**Goal**
Show each line of the entries below that contains the word "concrete".

==========

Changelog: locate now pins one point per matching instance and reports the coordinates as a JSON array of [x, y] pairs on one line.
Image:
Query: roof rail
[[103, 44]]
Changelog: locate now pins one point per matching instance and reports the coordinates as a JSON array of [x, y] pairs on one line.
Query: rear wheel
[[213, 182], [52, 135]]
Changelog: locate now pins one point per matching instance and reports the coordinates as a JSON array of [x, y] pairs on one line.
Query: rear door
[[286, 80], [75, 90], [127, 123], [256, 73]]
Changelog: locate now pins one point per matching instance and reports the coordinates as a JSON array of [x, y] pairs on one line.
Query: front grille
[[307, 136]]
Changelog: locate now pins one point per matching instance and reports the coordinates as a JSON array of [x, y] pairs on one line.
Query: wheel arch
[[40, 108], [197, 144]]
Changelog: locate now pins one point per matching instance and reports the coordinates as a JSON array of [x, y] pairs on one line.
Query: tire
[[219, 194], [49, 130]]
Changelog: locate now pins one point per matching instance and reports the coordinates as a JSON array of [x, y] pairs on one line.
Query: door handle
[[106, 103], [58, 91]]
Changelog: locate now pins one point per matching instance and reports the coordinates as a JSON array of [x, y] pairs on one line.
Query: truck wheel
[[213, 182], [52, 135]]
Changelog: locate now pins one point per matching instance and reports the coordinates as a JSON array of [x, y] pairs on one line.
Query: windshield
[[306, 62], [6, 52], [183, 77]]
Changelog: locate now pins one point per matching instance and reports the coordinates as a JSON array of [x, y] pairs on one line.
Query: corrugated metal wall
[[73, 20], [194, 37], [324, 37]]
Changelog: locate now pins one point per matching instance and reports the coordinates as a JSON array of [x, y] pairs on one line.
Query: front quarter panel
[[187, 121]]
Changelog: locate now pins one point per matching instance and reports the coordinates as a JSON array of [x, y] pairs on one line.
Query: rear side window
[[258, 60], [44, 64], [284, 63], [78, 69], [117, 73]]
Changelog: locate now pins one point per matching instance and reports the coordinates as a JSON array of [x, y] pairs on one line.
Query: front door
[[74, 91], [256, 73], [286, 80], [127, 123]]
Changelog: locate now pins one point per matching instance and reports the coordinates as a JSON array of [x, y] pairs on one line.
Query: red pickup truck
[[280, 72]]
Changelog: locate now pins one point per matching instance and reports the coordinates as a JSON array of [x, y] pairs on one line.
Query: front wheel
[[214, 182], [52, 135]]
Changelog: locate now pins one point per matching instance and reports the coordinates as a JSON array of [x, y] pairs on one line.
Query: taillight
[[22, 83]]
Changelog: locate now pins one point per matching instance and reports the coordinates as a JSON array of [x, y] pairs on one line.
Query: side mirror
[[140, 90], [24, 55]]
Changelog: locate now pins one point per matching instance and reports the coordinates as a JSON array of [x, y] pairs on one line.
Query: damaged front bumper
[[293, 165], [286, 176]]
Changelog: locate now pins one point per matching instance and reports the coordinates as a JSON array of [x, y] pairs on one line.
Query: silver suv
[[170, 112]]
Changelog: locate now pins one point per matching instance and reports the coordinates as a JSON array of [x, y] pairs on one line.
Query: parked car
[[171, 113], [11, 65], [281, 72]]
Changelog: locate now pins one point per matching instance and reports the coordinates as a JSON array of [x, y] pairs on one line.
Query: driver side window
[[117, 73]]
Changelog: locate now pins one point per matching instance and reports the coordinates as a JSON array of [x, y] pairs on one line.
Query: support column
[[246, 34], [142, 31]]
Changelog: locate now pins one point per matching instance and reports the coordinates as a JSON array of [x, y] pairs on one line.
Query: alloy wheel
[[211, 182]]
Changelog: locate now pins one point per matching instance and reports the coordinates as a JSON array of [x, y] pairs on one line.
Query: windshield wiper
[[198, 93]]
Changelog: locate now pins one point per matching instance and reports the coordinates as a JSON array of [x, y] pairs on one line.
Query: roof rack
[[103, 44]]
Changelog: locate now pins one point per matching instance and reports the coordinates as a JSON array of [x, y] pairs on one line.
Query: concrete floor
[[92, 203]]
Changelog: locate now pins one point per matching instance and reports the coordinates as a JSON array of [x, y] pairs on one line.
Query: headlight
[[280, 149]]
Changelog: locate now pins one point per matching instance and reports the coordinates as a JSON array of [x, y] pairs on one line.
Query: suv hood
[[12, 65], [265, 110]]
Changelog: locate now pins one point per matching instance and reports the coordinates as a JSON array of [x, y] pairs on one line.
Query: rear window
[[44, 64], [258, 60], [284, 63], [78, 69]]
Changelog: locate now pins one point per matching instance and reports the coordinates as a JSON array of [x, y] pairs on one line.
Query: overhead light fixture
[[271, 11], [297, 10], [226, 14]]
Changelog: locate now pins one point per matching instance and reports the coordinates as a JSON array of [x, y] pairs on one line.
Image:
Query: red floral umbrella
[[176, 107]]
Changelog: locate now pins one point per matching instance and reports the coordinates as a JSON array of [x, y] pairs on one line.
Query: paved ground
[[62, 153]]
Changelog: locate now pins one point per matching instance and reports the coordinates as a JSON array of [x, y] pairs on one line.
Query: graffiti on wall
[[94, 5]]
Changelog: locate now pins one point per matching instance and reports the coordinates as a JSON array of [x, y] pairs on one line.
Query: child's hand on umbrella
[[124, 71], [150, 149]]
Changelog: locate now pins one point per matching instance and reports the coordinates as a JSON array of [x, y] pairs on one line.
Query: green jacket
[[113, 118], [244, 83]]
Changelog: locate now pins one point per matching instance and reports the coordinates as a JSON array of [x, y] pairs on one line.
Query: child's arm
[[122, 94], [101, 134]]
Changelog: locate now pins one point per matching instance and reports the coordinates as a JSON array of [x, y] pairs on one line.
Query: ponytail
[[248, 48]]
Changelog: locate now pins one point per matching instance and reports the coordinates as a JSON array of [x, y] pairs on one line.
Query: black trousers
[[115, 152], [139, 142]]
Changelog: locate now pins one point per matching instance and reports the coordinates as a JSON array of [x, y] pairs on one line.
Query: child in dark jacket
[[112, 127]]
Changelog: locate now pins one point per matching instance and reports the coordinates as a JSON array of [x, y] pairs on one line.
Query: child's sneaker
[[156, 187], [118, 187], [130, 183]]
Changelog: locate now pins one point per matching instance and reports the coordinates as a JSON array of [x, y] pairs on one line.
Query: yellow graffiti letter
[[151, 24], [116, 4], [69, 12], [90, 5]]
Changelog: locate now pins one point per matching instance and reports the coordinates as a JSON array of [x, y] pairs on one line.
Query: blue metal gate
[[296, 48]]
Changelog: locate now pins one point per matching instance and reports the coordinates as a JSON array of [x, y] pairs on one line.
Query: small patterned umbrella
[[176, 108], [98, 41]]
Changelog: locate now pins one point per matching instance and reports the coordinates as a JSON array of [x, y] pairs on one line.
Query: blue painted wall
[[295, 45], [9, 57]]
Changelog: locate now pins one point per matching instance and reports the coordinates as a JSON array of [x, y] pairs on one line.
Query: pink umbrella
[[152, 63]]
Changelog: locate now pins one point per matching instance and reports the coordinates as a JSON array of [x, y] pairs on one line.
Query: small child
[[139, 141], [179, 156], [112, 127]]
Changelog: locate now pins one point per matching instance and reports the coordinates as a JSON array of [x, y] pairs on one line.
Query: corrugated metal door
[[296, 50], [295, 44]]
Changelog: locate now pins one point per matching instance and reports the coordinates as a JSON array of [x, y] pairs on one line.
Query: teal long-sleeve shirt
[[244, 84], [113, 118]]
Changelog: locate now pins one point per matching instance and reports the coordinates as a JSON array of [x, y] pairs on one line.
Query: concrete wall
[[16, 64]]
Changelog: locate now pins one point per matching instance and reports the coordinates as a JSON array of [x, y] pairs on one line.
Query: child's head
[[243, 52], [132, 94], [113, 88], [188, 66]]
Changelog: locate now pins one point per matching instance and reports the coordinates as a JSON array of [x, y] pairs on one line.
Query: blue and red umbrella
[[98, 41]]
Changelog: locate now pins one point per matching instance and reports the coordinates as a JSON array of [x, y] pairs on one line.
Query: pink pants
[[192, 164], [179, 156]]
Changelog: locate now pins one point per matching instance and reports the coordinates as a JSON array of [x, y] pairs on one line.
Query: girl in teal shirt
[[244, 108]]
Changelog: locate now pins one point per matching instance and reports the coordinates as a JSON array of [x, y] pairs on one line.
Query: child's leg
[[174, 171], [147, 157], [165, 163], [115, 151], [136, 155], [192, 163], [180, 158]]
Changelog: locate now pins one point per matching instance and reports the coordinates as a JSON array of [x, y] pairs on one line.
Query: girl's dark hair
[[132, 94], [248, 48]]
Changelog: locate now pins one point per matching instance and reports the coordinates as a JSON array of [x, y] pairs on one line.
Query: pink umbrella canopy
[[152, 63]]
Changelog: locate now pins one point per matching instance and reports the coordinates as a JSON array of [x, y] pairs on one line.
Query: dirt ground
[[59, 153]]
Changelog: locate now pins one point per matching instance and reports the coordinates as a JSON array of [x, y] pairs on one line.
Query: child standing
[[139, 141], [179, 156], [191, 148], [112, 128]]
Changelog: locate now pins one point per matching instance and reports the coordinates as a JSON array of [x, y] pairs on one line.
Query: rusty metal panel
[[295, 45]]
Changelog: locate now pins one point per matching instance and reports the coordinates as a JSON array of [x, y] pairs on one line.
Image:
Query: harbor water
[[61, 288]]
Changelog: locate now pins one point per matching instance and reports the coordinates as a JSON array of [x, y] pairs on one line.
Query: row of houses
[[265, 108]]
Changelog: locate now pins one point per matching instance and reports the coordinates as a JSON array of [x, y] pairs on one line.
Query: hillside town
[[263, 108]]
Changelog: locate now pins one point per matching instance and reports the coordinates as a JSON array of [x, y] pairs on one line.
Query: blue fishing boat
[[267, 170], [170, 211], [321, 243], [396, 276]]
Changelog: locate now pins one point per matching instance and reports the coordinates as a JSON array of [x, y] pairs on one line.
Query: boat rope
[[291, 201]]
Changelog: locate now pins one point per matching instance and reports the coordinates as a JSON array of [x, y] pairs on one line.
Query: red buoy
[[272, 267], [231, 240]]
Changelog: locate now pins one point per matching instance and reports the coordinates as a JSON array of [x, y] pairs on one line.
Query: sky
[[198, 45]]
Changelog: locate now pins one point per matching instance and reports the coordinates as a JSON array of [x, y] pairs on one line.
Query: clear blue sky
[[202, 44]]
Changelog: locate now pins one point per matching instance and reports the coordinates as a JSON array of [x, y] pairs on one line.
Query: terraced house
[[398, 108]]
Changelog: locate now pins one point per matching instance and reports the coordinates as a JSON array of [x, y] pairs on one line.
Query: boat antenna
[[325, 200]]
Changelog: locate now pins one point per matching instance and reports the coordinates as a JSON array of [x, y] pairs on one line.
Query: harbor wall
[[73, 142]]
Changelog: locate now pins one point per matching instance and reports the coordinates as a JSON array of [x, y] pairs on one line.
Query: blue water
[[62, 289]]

==========

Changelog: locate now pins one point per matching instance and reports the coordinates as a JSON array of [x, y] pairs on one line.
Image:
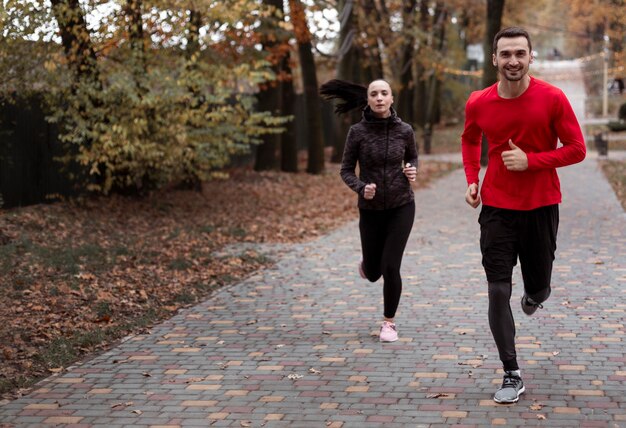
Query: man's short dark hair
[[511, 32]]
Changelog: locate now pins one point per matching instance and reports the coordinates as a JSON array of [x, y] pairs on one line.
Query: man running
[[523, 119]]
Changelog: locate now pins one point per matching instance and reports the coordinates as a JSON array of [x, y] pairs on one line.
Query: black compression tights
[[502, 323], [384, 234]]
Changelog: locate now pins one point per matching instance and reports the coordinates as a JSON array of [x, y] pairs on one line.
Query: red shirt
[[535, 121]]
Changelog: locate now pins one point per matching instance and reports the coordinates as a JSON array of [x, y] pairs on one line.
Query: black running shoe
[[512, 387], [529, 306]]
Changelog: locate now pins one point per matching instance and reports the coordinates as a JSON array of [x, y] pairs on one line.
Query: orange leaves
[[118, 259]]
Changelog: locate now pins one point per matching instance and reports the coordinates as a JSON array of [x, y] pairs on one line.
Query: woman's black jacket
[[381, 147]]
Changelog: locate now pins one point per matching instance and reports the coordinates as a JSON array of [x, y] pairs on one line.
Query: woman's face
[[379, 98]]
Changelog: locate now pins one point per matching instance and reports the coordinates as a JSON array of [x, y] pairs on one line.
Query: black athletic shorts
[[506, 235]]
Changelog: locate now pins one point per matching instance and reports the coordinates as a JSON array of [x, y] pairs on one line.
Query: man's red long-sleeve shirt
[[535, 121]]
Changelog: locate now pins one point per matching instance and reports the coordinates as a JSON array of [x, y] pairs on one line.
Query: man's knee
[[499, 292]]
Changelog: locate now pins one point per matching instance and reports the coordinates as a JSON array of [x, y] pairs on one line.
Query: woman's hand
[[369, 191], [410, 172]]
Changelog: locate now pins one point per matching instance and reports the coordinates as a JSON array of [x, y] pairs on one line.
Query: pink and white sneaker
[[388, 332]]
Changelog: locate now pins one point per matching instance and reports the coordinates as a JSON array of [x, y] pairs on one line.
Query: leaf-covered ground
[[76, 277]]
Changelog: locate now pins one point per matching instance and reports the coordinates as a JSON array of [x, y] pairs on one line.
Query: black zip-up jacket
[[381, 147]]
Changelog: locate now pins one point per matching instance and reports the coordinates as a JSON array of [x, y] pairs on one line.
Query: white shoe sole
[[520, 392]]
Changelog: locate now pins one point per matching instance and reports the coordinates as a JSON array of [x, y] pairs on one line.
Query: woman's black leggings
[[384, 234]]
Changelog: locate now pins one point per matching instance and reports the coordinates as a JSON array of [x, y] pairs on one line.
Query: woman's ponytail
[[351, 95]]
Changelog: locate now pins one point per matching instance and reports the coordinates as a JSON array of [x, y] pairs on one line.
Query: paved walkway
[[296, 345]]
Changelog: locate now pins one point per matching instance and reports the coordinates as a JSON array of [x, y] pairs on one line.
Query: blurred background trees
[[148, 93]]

==========

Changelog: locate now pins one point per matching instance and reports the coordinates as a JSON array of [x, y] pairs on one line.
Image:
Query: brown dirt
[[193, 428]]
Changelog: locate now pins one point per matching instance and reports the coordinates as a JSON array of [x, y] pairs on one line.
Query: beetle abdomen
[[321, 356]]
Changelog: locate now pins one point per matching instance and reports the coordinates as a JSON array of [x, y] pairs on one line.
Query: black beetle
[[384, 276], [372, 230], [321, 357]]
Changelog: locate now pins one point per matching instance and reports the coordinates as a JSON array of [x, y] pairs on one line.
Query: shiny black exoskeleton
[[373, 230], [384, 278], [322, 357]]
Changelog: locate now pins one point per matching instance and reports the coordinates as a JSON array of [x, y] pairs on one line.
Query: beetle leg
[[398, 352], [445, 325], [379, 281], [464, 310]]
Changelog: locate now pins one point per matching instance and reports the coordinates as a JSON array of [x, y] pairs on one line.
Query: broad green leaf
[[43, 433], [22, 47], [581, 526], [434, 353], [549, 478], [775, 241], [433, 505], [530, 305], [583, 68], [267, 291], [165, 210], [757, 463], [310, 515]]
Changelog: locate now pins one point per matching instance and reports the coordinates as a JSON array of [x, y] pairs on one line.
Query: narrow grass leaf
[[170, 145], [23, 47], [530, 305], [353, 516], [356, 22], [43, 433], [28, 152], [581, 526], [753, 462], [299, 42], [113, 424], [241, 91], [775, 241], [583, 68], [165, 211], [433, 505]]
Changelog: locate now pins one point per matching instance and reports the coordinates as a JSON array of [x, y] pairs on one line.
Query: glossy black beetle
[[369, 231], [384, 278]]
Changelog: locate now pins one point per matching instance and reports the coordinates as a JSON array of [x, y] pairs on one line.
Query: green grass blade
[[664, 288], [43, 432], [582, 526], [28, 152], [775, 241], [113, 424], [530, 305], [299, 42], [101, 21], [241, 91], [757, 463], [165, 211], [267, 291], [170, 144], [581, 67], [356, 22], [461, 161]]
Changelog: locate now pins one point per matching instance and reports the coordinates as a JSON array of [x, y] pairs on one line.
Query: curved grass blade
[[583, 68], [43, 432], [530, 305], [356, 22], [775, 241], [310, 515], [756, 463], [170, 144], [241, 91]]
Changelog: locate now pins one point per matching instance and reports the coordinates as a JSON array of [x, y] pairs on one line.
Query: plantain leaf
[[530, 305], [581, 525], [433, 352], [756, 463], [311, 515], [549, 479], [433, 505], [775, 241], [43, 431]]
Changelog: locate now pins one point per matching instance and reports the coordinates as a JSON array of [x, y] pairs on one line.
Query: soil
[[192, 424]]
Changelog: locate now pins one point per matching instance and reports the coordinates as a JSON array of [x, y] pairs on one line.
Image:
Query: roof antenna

==========

**Result**
Query: concrete floor
Query: concrete wall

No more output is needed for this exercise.